TEKS YANG DIKAJI:

|---|

Seperti manusia, anjing yang diabaikan atau yang mengalami perubahan besar yang mengganggu pada lingkungannya dapat menunjukkan agresi impulsif. Hewan peliharaan, juga seperti manusia, dapat membentuk perilaku kompulsif.

Namun, masih ada beberapa bentuk penyakit mental yang tampak unik bagi manusia. Kasus-kasus psikosis seperti skizofrenia, misalnya, tampaknya terkait langsung dengan kompleksitas otak manusia.

Jenis depresi berbeda dengan manusia

ilustrasi anjing peliharaan (pexels.com/Yaroslav Shuraev)

Meskipun belum sepenuhnya dipahami, studi dalam beberapa tahun terakhir dari para peneliti di Gunung Sinai dan di tempat lain menunjukkan bahwa skizofrenia secara khusus mungkin disebabkan oleh bagian DNA yang disebut “daerah akselerasi manusia”, mengalami perubahan evolusioner yang cepat pada manusia, tetapi tetap sama pada hewan lain.

|---|

Kembalikan seluruh teks tentang penyakit mental pada anjing dan manusia tanpa mengubah apa pun. Gunakan hanya teks di atas sebagai satu-satunya acuan.

INFORMASI YANG DIBERIKAN:

|---|

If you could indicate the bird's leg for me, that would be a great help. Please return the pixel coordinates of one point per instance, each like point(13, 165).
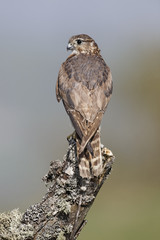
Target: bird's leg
point(73, 136)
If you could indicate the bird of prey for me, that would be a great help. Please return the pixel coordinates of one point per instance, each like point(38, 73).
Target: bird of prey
point(85, 86)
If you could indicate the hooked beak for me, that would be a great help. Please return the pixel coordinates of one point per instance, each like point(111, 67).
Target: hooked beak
point(69, 47)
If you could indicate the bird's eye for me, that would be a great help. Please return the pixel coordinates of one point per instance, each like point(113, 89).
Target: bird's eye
point(79, 41)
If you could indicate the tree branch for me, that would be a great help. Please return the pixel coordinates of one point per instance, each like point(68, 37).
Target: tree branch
point(61, 213)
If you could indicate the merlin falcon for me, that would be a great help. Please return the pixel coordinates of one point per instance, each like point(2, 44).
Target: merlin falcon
point(85, 86)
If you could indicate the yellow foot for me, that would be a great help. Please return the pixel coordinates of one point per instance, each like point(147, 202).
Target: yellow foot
point(106, 152)
point(73, 136)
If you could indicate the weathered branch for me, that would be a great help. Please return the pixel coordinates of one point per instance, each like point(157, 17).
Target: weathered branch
point(61, 213)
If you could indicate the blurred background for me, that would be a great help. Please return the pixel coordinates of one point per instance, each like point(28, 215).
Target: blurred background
point(34, 127)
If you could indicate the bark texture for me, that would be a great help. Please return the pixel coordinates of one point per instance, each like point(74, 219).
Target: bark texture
point(61, 213)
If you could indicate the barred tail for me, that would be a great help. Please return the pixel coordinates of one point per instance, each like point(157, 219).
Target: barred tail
point(90, 164)
point(96, 160)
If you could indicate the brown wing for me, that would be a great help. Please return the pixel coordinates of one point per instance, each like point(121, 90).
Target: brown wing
point(85, 86)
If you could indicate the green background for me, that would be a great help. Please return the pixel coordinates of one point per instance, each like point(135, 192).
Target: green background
point(34, 127)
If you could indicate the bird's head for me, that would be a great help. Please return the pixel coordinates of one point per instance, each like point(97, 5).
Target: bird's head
point(82, 44)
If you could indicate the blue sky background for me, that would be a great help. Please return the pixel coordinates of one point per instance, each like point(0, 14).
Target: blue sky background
point(34, 127)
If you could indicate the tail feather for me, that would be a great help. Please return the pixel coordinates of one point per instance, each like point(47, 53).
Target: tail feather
point(90, 163)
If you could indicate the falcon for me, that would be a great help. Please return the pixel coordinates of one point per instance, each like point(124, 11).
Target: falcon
point(85, 86)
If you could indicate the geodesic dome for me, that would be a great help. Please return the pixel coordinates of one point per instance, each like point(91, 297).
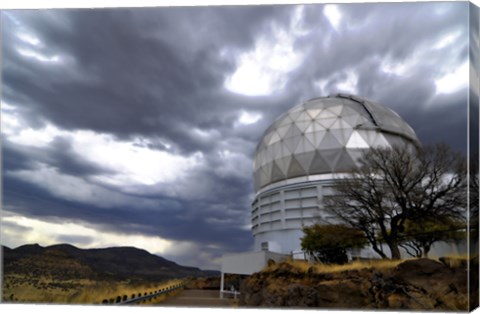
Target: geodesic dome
point(326, 135)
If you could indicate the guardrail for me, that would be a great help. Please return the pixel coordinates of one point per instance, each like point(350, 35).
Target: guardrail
point(119, 300)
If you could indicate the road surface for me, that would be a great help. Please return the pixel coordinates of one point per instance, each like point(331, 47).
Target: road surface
point(197, 298)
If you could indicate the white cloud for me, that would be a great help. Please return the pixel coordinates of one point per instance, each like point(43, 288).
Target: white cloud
point(333, 14)
point(38, 56)
point(29, 38)
point(454, 80)
point(130, 163)
point(247, 118)
point(48, 233)
point(264, 69)
point(349, 84)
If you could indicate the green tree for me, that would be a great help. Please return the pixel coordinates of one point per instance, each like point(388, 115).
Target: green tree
point(393, 185)
point(419, 236)
point(329, 243)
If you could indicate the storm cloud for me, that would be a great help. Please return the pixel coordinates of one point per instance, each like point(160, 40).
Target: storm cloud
point(143, 122)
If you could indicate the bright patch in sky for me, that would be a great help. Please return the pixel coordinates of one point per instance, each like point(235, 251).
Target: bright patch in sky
point(28, 38)
point(264, 70)
point(454, 80)
point(447, 40)
point(32, 230)
point(333, 14)
point(247, 118)
point(130, 163)
point(38, 56)
point(349, 84)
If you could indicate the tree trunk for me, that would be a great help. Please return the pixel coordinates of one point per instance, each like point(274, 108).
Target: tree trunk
point(394, 250)
point(426, 249)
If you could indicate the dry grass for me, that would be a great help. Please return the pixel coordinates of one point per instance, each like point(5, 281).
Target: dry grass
point(45, 290)
point(355, 265)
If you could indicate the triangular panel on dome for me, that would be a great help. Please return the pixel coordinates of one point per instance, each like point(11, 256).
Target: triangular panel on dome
point(303, 125)
point(336, 110)
point(283, 163)
point(305, 160)
point(295, 169)
point(347, 110)
point(281, 131)
point(331, 156)
point(309, 142)
point(355, 154)
point(310, 128)
point(284, 151)
point(357, 141)
point(296, 109)
point(329, 142)
point(368, 135)
point(342, 135)
point(381, 141)
point(313, 113)
point(304, 117)
point(294, 115)
point(285, 121)
point(300, 146)
point(293, 131)
point(318, 137)
point(274, 138)
point(277, 173)
point(311, 138)
point(275, 150)
point(291, 143)
point(327, 122)
point(339, 124)
point(318, 165)
point(264, 177)
point(325, 114)
point(268, 169)
point(345, 162)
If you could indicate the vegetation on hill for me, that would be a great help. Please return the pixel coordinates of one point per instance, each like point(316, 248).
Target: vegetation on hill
point(66, 274)
point(416, 284)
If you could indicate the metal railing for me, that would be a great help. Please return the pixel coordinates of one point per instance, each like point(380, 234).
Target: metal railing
point(119, 300)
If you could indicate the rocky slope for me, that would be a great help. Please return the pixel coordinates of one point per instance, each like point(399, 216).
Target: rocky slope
point(414, 284)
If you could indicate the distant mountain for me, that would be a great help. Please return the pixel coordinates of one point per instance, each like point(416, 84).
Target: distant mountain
point(65, 261)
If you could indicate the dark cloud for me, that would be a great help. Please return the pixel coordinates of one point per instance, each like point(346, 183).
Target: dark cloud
point(158, 74)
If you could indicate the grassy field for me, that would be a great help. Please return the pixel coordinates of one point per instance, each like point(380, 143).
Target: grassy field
point(45, 290)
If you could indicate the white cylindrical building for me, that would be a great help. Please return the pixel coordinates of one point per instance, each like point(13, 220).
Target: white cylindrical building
point(302, 154)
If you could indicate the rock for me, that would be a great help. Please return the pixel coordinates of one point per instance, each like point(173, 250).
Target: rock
point(420, 284)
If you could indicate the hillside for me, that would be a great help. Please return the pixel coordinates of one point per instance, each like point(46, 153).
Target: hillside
point(418, 284)
point(65, 261)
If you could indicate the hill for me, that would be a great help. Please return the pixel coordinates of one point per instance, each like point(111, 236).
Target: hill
point(416, 284)
point(64, 261)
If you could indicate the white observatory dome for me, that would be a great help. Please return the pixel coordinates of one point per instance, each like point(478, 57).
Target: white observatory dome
point(301, 156)
point(326, 135)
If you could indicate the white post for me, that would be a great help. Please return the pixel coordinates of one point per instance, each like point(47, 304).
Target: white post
point(221, 285)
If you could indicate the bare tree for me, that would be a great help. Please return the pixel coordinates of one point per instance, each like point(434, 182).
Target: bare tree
point(392, 185)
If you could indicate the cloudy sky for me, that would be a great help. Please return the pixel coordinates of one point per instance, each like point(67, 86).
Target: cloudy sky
point(137, 127)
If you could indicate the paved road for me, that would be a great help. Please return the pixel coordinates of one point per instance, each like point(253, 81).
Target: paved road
point(197, 298)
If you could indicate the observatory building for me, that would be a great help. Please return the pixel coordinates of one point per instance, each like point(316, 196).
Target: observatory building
point(302, 154)
point(298, 160)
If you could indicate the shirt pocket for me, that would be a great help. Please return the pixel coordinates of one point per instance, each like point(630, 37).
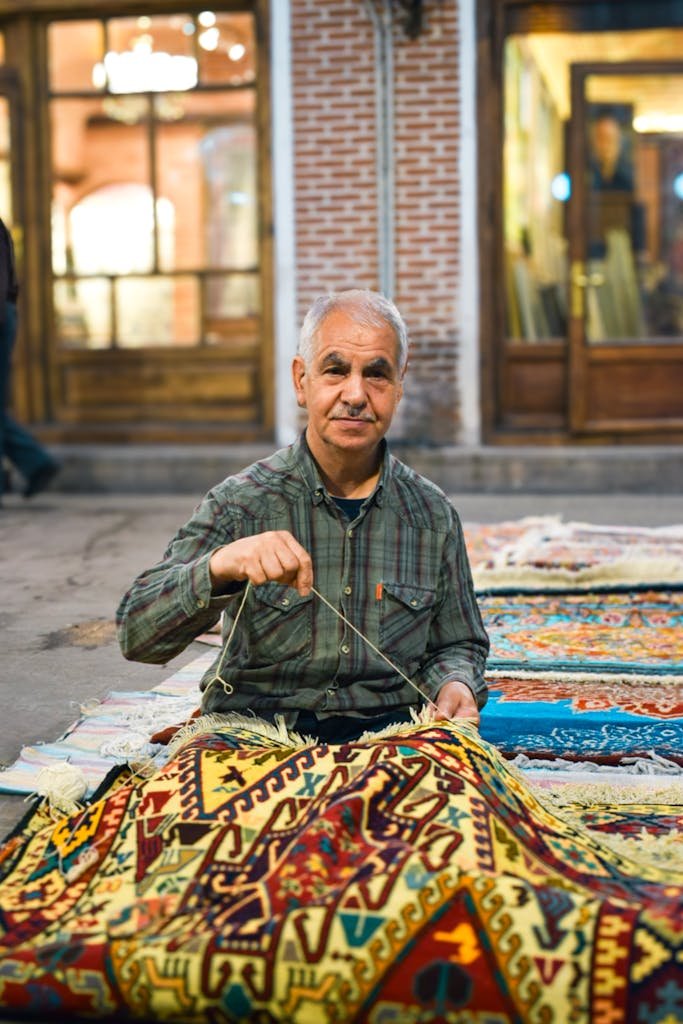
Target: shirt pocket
point(280, 625)
point(404, 622)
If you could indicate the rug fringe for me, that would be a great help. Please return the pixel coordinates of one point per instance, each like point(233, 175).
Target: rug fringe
point(628, 571)
point(275, 732)
point(569, 676)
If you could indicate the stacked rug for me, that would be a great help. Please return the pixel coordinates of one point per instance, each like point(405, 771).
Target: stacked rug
point(528, 871)
point(407, 878)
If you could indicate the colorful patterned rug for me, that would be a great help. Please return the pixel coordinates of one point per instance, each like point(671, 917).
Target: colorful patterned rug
point(623, 633)
point(546, 553)
point(614, 722)
point(412, 878)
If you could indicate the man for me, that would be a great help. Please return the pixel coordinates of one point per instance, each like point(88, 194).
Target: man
point(16, 444)
point(336, 515)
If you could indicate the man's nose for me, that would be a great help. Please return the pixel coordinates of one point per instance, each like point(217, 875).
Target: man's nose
point(354, 390)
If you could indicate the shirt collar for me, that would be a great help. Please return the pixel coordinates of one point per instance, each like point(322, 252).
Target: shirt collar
point(311, 476)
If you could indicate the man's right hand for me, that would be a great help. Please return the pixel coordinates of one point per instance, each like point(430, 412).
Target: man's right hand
point(272, 556)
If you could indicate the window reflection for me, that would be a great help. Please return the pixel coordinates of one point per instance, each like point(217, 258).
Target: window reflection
point(155, 179)
point(157, 311)
point(82, 311)
point(632, 216)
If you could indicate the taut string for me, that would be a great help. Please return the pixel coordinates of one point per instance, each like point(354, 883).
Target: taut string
point(372, 645)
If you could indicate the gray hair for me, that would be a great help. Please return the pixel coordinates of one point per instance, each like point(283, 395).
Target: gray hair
point(365, 307)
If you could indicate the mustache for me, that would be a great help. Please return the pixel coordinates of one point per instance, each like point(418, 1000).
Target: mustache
point(349, 413)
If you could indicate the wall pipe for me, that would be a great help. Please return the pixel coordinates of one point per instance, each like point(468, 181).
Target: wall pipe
point(384, 111)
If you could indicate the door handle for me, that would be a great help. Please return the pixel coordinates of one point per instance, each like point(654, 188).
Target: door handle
point(580, 282)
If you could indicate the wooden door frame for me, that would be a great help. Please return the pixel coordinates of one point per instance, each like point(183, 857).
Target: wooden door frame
point(584, 357)
point(495, 20)
point(35, 359)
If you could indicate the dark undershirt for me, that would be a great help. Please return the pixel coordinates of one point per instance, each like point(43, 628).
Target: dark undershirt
point(349, 506)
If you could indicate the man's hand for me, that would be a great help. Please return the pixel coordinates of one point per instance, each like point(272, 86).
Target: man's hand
point(272, 556)
point(456, 700)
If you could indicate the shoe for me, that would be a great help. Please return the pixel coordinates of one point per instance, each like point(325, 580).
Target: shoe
point(41, 478)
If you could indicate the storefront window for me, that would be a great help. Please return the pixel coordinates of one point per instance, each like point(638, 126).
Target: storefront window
point(155, 205)
point(627, 237)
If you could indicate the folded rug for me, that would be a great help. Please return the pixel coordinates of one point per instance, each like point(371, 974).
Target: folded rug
point(546, 553)
point(407, 878)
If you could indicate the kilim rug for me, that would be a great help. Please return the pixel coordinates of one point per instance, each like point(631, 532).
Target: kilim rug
point(411, 878)
point(546, 553)
point(639, 633)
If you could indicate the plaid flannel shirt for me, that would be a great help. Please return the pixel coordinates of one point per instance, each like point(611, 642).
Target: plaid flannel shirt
point(398, 572)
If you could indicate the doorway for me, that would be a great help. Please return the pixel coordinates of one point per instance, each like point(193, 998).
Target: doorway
point(581, 284)
point(151, 242)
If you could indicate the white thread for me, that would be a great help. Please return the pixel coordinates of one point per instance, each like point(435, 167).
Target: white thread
point(62, 784)
point(216, 678)
point(373, 647)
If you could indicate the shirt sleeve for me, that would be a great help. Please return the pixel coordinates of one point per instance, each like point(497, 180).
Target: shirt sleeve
point(458, 644)
point(168, 605)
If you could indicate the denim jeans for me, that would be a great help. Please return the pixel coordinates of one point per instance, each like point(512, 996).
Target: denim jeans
point(16, 443)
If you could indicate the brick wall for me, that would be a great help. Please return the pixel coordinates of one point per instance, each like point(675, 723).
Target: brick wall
point(336, 195)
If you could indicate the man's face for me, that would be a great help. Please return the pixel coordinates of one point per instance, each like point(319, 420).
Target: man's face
point(351, 388)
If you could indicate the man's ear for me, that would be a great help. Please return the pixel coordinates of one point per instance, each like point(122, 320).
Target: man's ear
point(298, 374)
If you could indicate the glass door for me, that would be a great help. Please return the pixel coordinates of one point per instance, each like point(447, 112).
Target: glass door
point(626, 248)
point(10, 150)
point(160, 273)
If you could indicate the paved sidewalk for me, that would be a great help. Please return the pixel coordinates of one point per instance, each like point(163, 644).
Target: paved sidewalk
point(68, 559)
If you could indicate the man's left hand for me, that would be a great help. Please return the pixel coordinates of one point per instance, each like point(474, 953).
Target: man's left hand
point(456, 700)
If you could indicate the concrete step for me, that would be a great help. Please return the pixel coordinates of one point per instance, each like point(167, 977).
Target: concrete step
point(193, 469)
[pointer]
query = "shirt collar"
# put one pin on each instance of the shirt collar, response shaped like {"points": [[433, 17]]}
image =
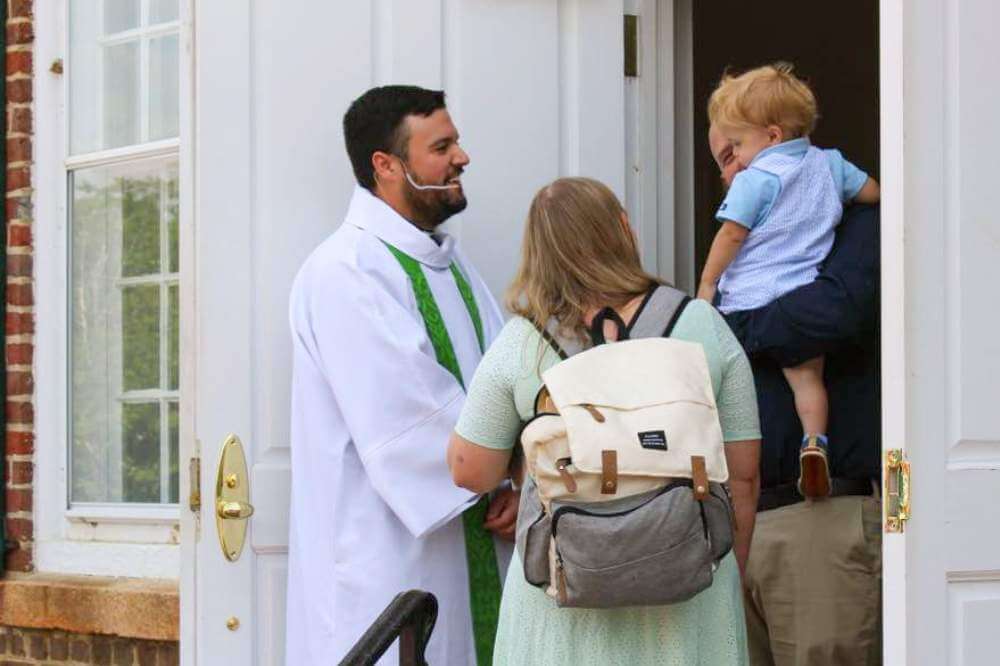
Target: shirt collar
{"points": [[370, 213], [793, 148]]}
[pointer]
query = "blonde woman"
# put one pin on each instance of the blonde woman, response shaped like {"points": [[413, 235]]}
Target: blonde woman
{"points": [[579, 256]]}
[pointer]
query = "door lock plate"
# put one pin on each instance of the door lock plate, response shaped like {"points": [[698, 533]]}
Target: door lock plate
{"points": [[232, 498], [897, 490]]}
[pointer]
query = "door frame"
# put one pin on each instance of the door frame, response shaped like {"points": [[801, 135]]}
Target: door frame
{"points": [[892, 111], [189, 446]]}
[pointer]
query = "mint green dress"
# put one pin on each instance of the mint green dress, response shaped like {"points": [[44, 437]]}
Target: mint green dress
{"points": [[709, 629]]}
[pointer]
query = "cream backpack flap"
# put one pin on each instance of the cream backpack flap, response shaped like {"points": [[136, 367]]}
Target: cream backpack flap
{"points": [[624, 502]]}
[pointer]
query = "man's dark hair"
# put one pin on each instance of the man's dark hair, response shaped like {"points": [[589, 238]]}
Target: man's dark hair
{"points": [[375, 122]]}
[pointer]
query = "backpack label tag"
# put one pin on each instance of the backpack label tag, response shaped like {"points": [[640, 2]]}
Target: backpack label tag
{"points": [[653, 439]]}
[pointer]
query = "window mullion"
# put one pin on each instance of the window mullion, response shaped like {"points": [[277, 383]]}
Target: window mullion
{"points": [[101, 139], [164, 351]]}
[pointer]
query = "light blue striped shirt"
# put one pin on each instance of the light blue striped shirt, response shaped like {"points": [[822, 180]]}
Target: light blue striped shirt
{"points": [[791, 199]]}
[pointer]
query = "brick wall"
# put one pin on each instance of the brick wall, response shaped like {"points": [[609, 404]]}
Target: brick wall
{"points": [[19, 326], [34, 646]]}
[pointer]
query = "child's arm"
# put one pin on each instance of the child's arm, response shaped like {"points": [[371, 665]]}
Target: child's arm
{"points": [[727, 243], [869, 192]]}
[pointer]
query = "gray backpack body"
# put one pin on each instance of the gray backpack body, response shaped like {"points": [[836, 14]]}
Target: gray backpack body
{"points": [[624, 503]]}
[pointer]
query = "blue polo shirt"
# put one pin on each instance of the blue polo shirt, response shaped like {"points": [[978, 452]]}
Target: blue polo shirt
{"points": [[754, 191], [837, 315]]}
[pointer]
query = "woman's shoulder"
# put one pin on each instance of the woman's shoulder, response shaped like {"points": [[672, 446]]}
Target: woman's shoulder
{"points": [[698, 314]]}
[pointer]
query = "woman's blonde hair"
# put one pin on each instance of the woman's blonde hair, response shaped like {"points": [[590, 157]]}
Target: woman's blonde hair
{"points": [[769, 95], [577, 254]]}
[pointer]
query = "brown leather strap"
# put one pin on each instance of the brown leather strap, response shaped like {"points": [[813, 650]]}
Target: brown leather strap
{"points": [[699, 478], [609, 472]]}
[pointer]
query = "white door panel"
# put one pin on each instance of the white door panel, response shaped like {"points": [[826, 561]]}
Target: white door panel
{"points": [[941, 249]]}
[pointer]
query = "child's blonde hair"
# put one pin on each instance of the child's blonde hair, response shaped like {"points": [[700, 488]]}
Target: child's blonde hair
{"points": [[769, 95]]}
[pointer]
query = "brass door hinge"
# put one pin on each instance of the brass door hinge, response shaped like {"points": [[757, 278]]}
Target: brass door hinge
{"points": [[897, 490], [194, 497], [631, 45]]}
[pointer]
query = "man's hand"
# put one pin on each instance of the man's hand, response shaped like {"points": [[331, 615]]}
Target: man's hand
{"points": [[501, 516]]}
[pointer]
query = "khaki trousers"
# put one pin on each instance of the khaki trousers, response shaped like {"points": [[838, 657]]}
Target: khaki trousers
{"points": [[813, 587]]}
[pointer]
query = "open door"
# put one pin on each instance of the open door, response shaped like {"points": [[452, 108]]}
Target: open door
{"points": [[941, 350], [536, 90]]}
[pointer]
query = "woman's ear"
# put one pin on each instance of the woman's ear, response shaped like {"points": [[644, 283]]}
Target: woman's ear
{"points": [[627, 228]]}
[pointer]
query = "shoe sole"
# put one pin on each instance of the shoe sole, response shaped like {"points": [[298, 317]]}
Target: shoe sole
{"points": [[815, 473]]}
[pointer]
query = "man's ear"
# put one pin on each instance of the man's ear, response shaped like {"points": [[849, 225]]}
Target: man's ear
{"points": [[384, 166]]}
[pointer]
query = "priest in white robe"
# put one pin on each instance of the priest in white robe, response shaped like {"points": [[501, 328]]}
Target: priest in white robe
{"points": [[375, 397]]}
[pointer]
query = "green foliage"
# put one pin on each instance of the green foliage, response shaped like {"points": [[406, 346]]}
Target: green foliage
{"points": [[116, 233]]}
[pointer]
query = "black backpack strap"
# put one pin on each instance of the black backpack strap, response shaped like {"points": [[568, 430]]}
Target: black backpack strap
{"points": [[659, 313], [597, 326]]}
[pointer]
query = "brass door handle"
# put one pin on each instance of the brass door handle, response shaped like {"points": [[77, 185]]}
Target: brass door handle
{"points": [[232, 498], [234, 510]]}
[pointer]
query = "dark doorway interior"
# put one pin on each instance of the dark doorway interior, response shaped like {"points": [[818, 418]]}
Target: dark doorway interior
{"points": [[833, 45]]}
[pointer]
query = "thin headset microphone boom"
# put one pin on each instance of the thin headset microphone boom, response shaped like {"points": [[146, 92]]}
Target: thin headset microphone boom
{"points": [[427, 187]]}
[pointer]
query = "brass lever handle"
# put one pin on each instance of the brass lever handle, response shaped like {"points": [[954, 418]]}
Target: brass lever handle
{"points": [[234, 510]]}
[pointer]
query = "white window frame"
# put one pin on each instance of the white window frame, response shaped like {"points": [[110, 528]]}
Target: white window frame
{"points": [[97, 539]]}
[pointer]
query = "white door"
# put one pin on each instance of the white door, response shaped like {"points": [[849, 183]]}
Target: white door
{"points": [[941, 347], [536, 89]]}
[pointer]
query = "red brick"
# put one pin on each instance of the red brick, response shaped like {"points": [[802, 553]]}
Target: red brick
{"points": [[20, 354], [19, 120], [20, 294], [20, 8], [18, 235], [20, 443], [18, 148], [21, 472], [19, 91], [20, 383], [20, 322], [18, 499], [20, 265], [20, 412], [20, 529], [20, 33], [20, 559], [18, 177], [19, 62]]}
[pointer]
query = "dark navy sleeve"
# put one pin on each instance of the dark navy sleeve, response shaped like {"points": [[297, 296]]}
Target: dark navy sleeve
{"points": [[837, 307]]}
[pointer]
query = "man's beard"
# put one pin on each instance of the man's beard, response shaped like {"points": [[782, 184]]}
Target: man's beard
{"points": [[432, 207]]}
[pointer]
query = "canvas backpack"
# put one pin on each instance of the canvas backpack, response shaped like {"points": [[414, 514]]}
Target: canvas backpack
{"points": [[624, 502]]}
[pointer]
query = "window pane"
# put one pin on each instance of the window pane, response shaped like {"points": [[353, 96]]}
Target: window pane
{"points": [[141, 225], [123, 85], [163, 73], [141, 337], [141, 452], [173, 419], [120, 340], [173, 219], [162, 11], [120, 15], [173, 339], [121, 95]]}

|---|

AREA JAWABAN:
Seperti manusia, anjing yang diabaikan atau yang mengalami perubahan besar yang mengganggu pada lingkungannya dapat menunjukkan agresi impulsif. Hewan peliharaan, juga seperti manusia, dapat membentuk perilaku kompulsif.

Namun, masih ada beberapa bentuk penyakit mental yang tampak unik bagi manusia. Kasus-kasus psikosis seperti skizofrenia, misalnya, tampaknya terkait langsung dengan kompleksitas otak manusia.

Jenis depresi berbeda dengan manusia

ilustrasi anjing peliharaan (pexels.com/Yaroslav Shuraev)

Meskipun belum sepenuhnya dipahami, studi dalam beberapa tahun terakhir dari para peneliti di Gunung Sinai dan di tempat lain menunjukkan bahwa skizofrenia secara khusus mungkin disebabkan oleh bagian DNA yang disebut “daerah akselerasi manusia”, mengalami perubahan evolusioner yang cepat pada manusia, tetapi tetap sama pada hewan lain.